[Recorded data]
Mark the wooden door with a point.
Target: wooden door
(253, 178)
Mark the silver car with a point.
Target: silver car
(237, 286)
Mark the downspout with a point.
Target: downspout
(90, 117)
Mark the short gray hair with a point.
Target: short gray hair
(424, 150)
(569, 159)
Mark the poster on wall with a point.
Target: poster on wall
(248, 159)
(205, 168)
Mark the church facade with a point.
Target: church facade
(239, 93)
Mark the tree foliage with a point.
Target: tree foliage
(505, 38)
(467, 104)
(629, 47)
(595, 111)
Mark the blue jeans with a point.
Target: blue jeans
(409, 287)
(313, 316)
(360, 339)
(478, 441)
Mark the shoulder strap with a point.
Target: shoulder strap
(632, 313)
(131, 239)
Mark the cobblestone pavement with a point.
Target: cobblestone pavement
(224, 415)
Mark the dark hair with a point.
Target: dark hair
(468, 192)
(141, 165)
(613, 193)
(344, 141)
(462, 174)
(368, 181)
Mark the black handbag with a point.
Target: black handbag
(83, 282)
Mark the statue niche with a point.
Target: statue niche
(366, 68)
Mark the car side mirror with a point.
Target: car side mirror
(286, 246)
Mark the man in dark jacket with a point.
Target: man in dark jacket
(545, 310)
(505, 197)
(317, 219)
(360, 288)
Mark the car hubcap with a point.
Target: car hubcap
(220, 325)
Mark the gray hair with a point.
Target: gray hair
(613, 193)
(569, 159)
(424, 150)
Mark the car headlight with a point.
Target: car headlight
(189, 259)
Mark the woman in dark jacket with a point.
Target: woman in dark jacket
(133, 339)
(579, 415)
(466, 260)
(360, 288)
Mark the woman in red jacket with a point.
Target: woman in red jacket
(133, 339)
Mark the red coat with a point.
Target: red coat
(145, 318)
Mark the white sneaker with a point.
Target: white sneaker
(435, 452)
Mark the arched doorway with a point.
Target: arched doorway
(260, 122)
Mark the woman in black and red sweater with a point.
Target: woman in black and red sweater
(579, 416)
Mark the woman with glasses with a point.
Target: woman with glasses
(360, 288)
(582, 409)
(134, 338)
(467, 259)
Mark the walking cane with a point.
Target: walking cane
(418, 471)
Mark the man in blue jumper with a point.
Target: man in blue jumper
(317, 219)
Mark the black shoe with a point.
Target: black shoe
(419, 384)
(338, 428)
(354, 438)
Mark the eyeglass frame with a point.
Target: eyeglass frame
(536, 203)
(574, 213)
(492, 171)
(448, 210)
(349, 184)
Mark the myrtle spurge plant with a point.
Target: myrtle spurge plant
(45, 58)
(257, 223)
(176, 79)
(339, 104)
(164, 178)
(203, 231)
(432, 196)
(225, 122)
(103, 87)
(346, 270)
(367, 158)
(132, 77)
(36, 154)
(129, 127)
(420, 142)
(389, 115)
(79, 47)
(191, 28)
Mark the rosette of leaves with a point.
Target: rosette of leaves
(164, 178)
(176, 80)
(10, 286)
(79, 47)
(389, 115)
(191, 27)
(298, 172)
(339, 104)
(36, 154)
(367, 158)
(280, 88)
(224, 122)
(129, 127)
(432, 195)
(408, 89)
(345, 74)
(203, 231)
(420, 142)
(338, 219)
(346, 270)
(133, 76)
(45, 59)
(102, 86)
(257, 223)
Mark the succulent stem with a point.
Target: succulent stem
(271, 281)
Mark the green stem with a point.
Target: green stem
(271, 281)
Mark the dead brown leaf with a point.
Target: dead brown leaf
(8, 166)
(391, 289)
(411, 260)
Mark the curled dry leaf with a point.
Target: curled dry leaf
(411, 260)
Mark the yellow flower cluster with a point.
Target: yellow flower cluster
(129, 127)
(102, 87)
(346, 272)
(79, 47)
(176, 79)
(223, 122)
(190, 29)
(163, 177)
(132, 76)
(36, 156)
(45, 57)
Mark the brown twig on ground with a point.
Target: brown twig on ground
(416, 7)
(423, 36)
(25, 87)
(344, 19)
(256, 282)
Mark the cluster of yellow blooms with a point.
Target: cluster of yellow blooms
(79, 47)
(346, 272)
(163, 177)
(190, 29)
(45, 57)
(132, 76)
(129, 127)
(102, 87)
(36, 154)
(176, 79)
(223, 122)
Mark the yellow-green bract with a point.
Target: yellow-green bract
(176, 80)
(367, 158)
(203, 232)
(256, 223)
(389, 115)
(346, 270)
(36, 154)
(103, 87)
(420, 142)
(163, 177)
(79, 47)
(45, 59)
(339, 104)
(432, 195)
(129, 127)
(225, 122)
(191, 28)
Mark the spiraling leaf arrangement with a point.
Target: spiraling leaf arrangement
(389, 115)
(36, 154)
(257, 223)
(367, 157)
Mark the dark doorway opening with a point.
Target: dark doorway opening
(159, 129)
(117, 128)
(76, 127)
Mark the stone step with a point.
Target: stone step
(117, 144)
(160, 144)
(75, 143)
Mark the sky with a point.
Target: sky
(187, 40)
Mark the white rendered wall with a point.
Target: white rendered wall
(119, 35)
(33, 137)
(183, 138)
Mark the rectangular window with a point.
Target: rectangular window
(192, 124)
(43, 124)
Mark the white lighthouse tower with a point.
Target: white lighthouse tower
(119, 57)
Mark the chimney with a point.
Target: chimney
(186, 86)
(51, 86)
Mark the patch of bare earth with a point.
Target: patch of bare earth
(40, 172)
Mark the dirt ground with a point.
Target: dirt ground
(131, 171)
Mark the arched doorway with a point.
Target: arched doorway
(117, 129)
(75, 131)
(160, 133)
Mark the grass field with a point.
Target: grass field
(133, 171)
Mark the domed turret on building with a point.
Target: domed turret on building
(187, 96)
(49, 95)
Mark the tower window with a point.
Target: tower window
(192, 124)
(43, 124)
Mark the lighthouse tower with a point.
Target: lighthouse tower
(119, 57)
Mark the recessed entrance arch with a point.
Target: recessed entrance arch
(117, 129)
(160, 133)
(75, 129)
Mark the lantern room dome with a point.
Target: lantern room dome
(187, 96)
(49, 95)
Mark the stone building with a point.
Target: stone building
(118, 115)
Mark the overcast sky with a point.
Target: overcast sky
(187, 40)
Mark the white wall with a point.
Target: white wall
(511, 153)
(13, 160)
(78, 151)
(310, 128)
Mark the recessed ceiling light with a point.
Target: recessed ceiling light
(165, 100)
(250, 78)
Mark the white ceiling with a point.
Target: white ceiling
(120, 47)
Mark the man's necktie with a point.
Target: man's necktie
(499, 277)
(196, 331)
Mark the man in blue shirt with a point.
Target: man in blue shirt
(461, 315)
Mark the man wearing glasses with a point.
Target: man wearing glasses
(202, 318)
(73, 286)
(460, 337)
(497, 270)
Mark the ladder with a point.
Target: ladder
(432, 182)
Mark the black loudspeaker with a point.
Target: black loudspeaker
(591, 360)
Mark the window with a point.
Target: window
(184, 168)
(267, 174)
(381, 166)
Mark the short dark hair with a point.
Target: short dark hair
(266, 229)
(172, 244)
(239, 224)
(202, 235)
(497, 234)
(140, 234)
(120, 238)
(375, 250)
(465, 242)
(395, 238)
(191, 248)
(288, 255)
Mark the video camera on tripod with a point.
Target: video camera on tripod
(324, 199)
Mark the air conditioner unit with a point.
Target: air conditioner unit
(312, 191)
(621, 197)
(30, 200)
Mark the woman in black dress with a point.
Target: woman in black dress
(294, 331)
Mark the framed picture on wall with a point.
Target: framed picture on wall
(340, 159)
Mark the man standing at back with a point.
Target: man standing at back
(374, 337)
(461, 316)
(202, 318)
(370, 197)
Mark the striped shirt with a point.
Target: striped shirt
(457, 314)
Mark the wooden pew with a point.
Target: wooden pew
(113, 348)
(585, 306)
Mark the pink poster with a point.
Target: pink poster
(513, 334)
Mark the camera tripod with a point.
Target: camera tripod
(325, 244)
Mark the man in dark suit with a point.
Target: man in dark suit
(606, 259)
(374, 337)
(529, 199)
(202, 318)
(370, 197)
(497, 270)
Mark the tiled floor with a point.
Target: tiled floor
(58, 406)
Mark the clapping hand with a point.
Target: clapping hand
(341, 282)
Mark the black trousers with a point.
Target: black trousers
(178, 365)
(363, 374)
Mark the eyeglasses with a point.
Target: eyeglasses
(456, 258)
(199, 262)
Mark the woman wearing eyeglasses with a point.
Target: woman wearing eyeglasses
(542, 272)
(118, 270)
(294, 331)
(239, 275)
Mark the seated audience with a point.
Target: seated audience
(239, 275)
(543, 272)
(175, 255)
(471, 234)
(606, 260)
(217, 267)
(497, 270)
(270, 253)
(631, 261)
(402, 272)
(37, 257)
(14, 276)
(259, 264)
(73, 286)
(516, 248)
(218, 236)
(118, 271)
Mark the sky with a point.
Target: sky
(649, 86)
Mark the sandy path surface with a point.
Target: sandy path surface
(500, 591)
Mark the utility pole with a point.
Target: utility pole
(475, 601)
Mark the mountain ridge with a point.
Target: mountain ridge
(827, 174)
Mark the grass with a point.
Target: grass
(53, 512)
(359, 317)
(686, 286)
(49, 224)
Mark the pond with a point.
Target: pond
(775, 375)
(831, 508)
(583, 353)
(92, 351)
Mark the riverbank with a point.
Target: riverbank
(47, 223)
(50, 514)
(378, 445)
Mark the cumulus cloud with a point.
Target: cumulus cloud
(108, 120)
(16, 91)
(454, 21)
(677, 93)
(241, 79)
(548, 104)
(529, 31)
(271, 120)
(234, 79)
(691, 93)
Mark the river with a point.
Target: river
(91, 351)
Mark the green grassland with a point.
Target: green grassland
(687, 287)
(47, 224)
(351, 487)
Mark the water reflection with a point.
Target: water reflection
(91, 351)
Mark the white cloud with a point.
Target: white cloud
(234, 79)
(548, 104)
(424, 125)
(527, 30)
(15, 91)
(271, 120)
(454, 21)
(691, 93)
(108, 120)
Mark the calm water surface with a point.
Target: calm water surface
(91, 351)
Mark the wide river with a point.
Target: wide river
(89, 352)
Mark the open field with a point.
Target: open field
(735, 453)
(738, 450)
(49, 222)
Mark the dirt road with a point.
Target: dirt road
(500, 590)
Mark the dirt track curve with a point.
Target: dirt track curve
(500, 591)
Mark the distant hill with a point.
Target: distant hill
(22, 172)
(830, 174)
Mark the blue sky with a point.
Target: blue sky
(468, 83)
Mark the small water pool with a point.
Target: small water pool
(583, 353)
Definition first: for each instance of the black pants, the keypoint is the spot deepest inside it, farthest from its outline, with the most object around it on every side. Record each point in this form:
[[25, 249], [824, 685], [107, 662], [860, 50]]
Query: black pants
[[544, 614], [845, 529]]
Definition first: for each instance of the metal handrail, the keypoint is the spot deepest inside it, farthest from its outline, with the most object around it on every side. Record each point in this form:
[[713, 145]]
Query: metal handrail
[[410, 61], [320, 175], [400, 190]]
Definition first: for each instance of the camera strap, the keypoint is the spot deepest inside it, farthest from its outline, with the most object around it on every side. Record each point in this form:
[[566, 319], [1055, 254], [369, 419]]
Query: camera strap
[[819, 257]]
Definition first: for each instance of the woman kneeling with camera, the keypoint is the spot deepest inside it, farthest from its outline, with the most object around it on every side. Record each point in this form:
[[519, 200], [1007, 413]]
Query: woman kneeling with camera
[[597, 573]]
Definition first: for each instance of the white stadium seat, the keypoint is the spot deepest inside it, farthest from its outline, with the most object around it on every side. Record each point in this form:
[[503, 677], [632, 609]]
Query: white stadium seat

ASSIGNMENT >> Only a number is wanted here: how many lines above hold the string "stadium"?

EXERCISE OUTPUT >> 2